### To do
Below is a listing to write out in full, exactly as given, without its pictures.

[[ Data for this task open ]]

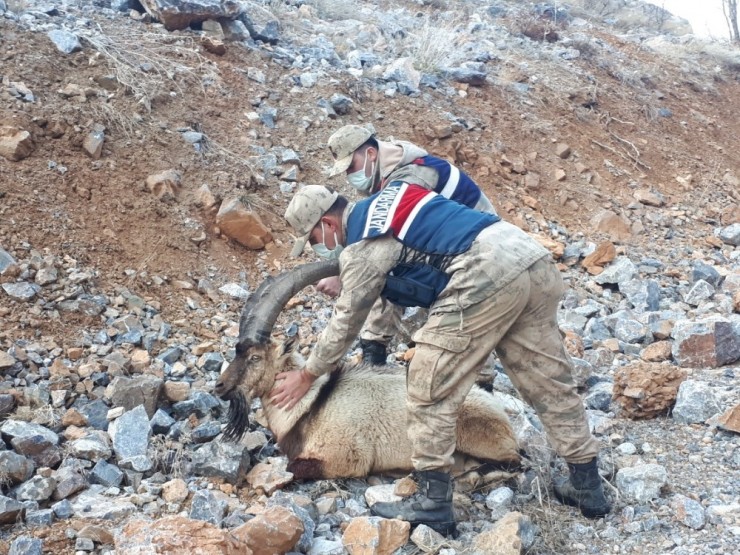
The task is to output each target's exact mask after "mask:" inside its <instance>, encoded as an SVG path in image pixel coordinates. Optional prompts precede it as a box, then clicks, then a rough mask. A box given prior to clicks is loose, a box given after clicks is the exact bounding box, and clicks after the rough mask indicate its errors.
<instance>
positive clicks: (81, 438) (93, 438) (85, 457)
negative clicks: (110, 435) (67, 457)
mask: <svg viewBox="0 0 740 555" xmlns="http://www.w3.org/2000/svg"><path fill="white" fill-rule="evenodd" d="M70 448H71V454H72V456H74V457H78V458H81V459H86V460H88V461H92V462H95V461H98V460H100V459H103V460H105V459H107V458H109V457H110V456H111V454H112V451H111V448H110V445H109V444H108V437H107V435H106V434H105V432H102V431H99V430H96V431H94V432H90V433H89V434H87V435H86V436H84V437H81V438H80V439H77V440H75V441H73V442H72V443H71V445H70Z"/></svg>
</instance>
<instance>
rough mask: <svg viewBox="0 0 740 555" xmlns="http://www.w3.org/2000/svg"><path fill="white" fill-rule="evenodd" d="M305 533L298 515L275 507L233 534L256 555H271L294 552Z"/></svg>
mask: <svg viewBox="0 0 740 555" xmlns="http://www.w3.org/2000/svg"><path fill="white" fill-rule="evenodd" d="M303 531H304V528H303V522H302V521H301V519H300V518H299V517H298V515H296V514H295V513H294V512H293V511H291V510H290V509H288V508H286V507H280V506H274V507H269V508H268V509H266V510H265V512H264V513H262V514H259V515H257V516H255V517H254V518H253V519H251V520H249V521H247V522H245V523H244V524H242V525H241V526H239V527H238V528H235V529H234V530H232V531H231V533H232V534H233V535H234V537H235V538H237V539H239V540H241V541H243V542H244V543H246V544H247V545H248V546H249V547H250V548H251V549H252V552H253V553H254V555H271V554H272V553H288V552H290V551H293V548H294V547H295V546H296V544H297V543H298V540H300V538H301V535H303ZM345 533H346V532H345Z"/></svg>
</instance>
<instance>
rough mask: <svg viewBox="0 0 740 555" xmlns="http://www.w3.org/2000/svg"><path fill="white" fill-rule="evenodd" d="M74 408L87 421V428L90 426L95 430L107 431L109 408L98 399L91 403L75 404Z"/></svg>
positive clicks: (105, 404)
mask: <svg viewBox="0 0 740 555" xmlns="http://www.w3.org/2000/svg"><path fill="white" fill-rule="evenodd" d="M74 407H75V408H76V409H77V410H78V411H80V413H81V414H82V415H83V416H84V417H85V418H86V419H87V424H88V426H91V427H93V428H95V429H96V430H107V429H108V409H109V407H108V405H106V404H105V403H104V402H103V401H101V400H100V399H97V400H95V401H93V402H92V403H85V404H81V405H77V404H75V405H74Z"/></svg>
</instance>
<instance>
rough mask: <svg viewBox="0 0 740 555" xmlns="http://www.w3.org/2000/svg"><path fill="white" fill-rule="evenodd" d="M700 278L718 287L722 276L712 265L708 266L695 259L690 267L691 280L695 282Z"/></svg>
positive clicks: (698, 280)
mask: <svg viewBox="0 0 740 555" xmlns="http://www.w3.org/2000/svg"><path fill="white" fill-rule="evenodd" d="M700 279H703V280H704V281H706V282H707V283H710V284H711V285H712V286H714V287H719V284H720V282H721V281H722V276H721V275H720V273H719V272H718V271H717V270H715V269H714V266H710V265H709V264H706V263H704V262H702V261H701V260H696V261H694V264H693V267H692V268H691V281H692V283H696V282H697V281H699V280H700Z"/></svg>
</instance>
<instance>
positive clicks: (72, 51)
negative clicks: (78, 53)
mask: <svg viewBox="0 0 740 555" xmlns="http://www.w3.org/2000/svg"><path fill="white" fill-rule="evenodd" d="M47 34H48V36H49V38H50V39H51V41H52V42H53V43H54V46H56V47H57V50H59V51H60V52H62V53H64V54H71V53H72V52H77V51H79V50H82V45H81V44H80V39H79V38H77V35H75V34H74V33H70V32H69V31H65V30H63V29H55V30H53V31H49V32H48V33H47Z"/></svg>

[[ Data for this task closed ]]

### Answer
The task is to output each target's exact mask after "mask:" inside its <instance>, encoded as an SVG path in image pixel coordinates. Optional prompts precede it as a box, then clicks, then a rough mask. A box given prior to clicks is loose, a box given after clicks is the exact bounding box, and clicks after the rough mask indicate its errors.
<instance>
positive clicks: (81, 438) (93, 438) (85, 457)
negative clicks: (110, 435) (67, 457)
mask: <svg viewBox="0 0 740 555" xmlns="http://www.w3.org/2000/svg"><path fill="white" fill-rule="evenodd" d="M70 448H71V454H72V456H74V457H78V458H81V459H86V460H88V461H92V462H95V461H98V460H100V459H103V460H105V459H107V458H109V457H110V456H111V454H112V451H111V448H110V445H109V444H108V437H107V435H106V434H105V432H102V431H99V430H96V431H94V432H90V433H89V434H87V435H86V436H84V437H81V438H80V439H77V440H75V441H73V442H72V443H71V445H70Z"/></svg>
</instance>
<instance>
rough mask: <svg viewBox="0 0 740 555" xmlns="http://www.w3.org/2000/svg"><path fill="white" fill-rule="evenodd" d="M305 533L298 515L275 507L233 534L256 555H271L294 552Z"/></svg>
mask: <svg viewBox="0 0 740 555" xmlns="http://www.w3.org/2000/svg"><path fill="white" fill-rule="evenodd" d="M303 531H304V528H303V522H302V521H301V519H300V518H299V517H298V515H296V514H295V513H294V512H293V511H291V510H290V509H288V508H286V507H280V506H274V507H269V508H268V509H266V510H265V512H264V513H262V514H259V515H257V516H255V517H254V518H253V519H251V520H249V521H247V522H245V523H244V524H242V525H241V526H239V527H238V528H235V529H234V530H232V531H231V533H232V534H233V535H234V537H235V538H237V539H239V540H241V541H243V542H244V543H246V544H247V545H248V546H249V547H250V548H251V549H252V552H253V553H254V555H271V554H272V553H288V552H290V551H293V548H294V547H295V546H296V544H297V543H298V540H300V538H301V535H303ZM345 533H346V532H345Z"/></svg>
</instance>
<instance>
rough mask: <svg viewBox="0 0 740 555" xmlns="http://www.w3.org/2000/svg"><path fill="white" fill-rule="evenodd" d="M74 408L87 421V428L90 426L95 430L107 431L109 408L98 399L91 403L75 404Z"/></svg>
positive clicks: (105, 404)
mask: <svg viewBox="0 0 740 555" xmlns="http://www.w3.org/2000/svg"><path fill="white" fill-rule="evenodd" d="M74 407H75V408H76V409H77V410H78V411H80V413H81V414H82V415H83V416H84V417H85V418H86V419H87V424H88V426H91V427H93V428H95V429H96V430H107V429H108V409H109V407H108V405H106V404H105V403H104V402H103V401H101V400H100V399H97V400H95V401H93V402H92V403H85V404H81V405H77V404H75V405H74Z"/></svg>
</instance>
<instance>
rough mask: <svg viewBox="0 0 740 555" xmlns="http://www.w3.org/2000/svg"><path fill="white" fill-rule="evenodd" d="M700 278L718 287L722 276L712 265L708 266L695 259L690 267L691 280L695 282Z"/></svg>
positive clicks: (698, 280)
mask: <svg viewBox="0 0 740 555" xmlns="http://www.w3.org/2000/svg"><path fill="white" fill-rule="evenodd" d="M700 279H703V280H704V281H706V282H707V283H710V284H711V285H712V286H714V287H719V284H720V282H721V281H722V276H721V275H720V273H719V272H718V271H717V270H715V269H714V266H710V265H709V264H706V263H704V262H702V261H701V260H696V261H694V264H693V267H692V268H691V281H692V283H696V282H697V281H699V280H700Z"/></svg>
</instance>
<instance>
positive clicks: (72, 51)
negative clicks: (78, 53)
mask: <svg viewBox="0 0 740 555" xmlns="http://www.w3.org/2000/svg"><path fill="white" fill-rule="evenodd" d="M47 34H48V36H49V38H50V39H51V41H52V42H53V43H54V46H56V47H57V50H59V51H60V52H62V53H64V54H71V53H72V52H77V51H79V50H82V45H81V44H80V39H79V38H77V35H75V34H74V33H70V32H69V31H65V30H63V29H55V30H53V31H49V32H48V33H47Z"/></svg>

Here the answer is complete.